| SHORT TASK |
Rewrite everything from the line containing "TARGET = caterpillar" down to the end of the listing, putting "mark" in place of "spot" and leaving all else unchanged.

| Records |
══════════

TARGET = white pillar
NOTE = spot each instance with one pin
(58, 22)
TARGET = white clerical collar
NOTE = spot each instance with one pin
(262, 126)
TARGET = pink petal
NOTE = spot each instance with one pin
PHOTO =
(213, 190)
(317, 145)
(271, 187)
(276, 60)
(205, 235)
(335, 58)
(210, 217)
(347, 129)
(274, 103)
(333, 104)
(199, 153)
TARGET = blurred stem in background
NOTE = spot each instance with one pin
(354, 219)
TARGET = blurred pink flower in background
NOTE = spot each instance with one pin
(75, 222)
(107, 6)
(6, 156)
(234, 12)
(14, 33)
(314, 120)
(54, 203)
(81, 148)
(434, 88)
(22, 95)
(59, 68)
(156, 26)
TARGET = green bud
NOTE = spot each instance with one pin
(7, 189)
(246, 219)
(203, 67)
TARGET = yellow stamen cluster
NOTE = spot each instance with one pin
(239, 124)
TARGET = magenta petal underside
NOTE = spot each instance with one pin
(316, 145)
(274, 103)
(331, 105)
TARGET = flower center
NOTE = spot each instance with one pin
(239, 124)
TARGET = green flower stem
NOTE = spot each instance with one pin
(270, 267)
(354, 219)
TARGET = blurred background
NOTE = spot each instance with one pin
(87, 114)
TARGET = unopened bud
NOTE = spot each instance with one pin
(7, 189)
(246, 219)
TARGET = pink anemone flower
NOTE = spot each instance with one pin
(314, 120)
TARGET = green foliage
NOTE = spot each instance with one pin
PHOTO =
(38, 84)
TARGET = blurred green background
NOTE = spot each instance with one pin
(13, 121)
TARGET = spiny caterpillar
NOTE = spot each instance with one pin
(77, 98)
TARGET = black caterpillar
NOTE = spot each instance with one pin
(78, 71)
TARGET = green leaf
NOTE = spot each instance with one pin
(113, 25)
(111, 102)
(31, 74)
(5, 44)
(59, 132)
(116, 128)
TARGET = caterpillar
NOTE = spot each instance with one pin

══════════

| SOLUTION TO THE PROBLEM |
TARGET = caterpillar
NOTE = mark each instance with one pin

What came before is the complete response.